## Excerpt to read
::::::::

Serial crank caller in Canada ordered to seek more therapy                   

By Ian Austen                                           

OTTAWA — Marie-Ève Dean’s harassment of the Montreal police department was, if nothing else, labor intensive. Over 15 months she flooded the city’s 911 emergency line with more than 10,000 crank calls in a dialing marathon that sometimes blocked legitimate callers.

On Wednesday, a judge in Montreal ordered Ms. Dean, 23, to undergo additional anger management therapy before he imposed a sentence on her recent convictions for mischief and conspiracy.

Ms. Dean has admitted to making the calls. But it is unclear exactly what she hoped to achieve. Both prosecutors and defense lawyers have described her as “very troubled.”

Judge Serge Boisvert of the Court of Quebec’s criminal and penal division said at a hearing on Wednesday that he was not convinced that a suspended sentence of nine months, which was recommended by the defense and the prosecution, would be appropriate. At an earlier hearing, he questioned whether Ms. Dean would be able to resist transforming her telephone into a weapon again.

While the crank calls between January 2006 and April 2007 all came from Ms. Dean’s telephone line, she was not the only one making them. Her former brother-in-law, Salim Omar Sheik Abuu, also made calls from her line. He was given a nine-month suspended sentence for his role in the harassment.

Most of the time, neither Ms. Dean nor Mr. Abuu said anything to the emergency operators who answered, according to evidence presented by prosecutors.

Claude Boucher, Ms. Dean’s lawyer, said that Mr. Abuu made the first call but acknowledged that his client made the vast majority of subsequent calls. In an interview, Mr. Boucher said that Mr. Abuu was angry about his lack of progress in a child-custody battle and began dialing the emergency number as form of revenge against the legal system. Ms. Dean, he added, soon joined in.

“It became a kind of game for her,” he said.

Prosecutors argued in court that Ms. Dean acted out of hatred for authority figures, including the police.

Mr. Boucher acknowledged that his client has trouble dealing with her anger. But he said she has been making progress through therapy.

Ms. Dean showed no emotion as she left court on Wednesday.

She is scheduled to return to court for a sentencing hearing on Feb. 27. She also faces trial on separate charges of making death threats to police officers. According to the police, those threats were made in person.

::::::::

## Dataset
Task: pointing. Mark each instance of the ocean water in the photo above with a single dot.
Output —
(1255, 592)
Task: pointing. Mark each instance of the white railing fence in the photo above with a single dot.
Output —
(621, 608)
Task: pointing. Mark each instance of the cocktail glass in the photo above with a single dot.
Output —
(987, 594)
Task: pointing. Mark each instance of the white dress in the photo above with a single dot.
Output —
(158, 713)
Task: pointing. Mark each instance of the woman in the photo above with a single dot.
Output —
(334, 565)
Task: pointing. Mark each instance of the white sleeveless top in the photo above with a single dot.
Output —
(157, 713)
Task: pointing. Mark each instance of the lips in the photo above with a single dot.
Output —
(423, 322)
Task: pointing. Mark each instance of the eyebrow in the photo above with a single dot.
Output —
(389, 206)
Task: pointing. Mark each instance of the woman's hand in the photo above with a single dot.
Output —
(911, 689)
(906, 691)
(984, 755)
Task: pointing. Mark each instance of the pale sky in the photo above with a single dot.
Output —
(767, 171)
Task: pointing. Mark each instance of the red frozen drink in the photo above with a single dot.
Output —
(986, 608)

::::::::

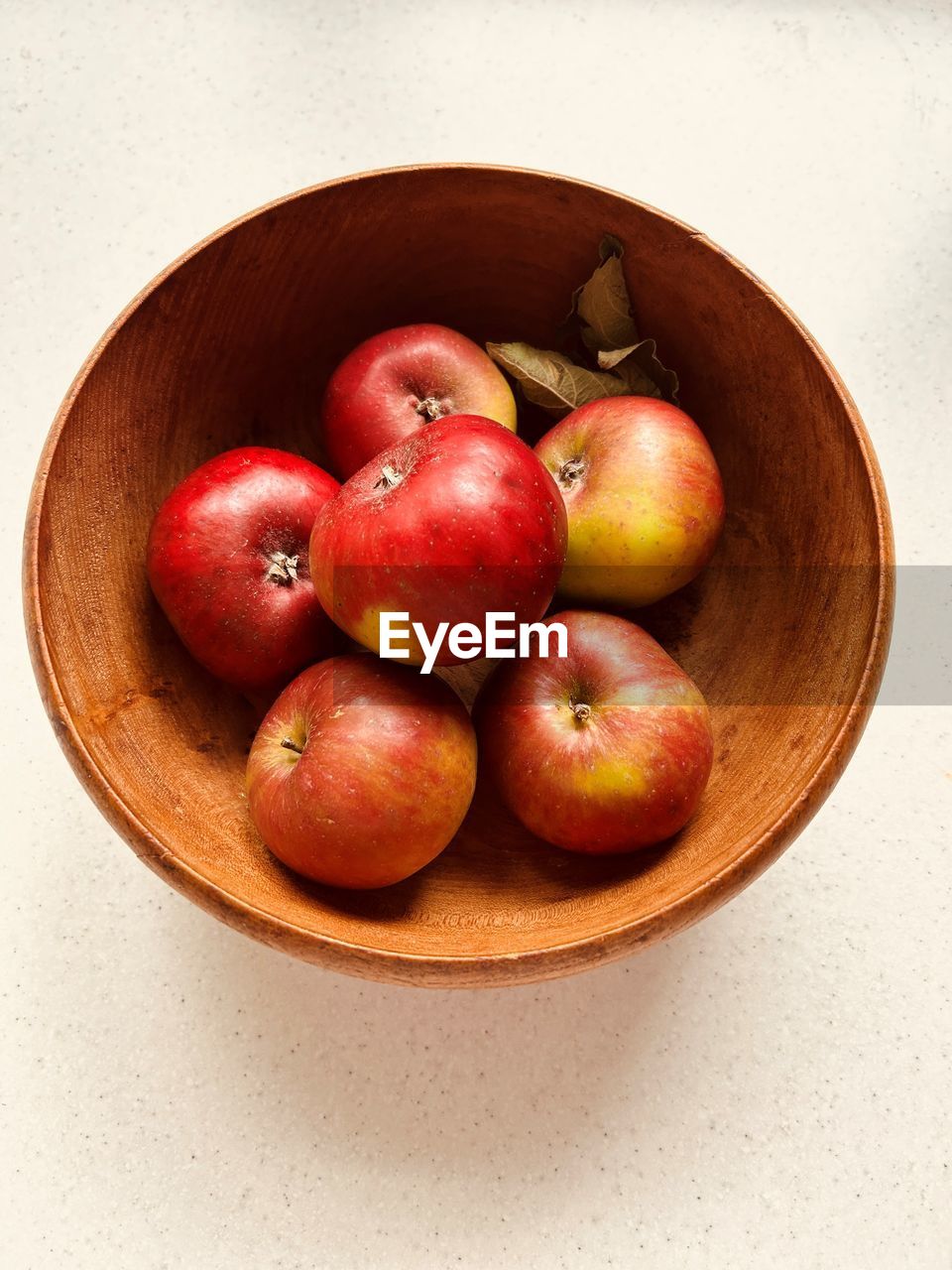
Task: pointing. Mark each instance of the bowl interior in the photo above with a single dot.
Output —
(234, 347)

::::::::

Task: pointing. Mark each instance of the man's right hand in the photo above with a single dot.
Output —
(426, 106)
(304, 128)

::::::::

## Prompt
Repeat the crank-call article's wording from "Judge Serge Boisvert" to "a weapon again.", inclusive. The data is separate material that has nothing to do with the crank-call article.

## Output
Judge Serge Boisvert of the Court of Quebec’s criminal and penal division said at a hearing on Wednesday that he was not convinced that a suspended sentence of nine months, which was recommended by the defense and the prosecution, would be appropriate. At an earlier hearing, he questioned whether Ms. Dean would be able to resist transforming her telephone into a weapon again.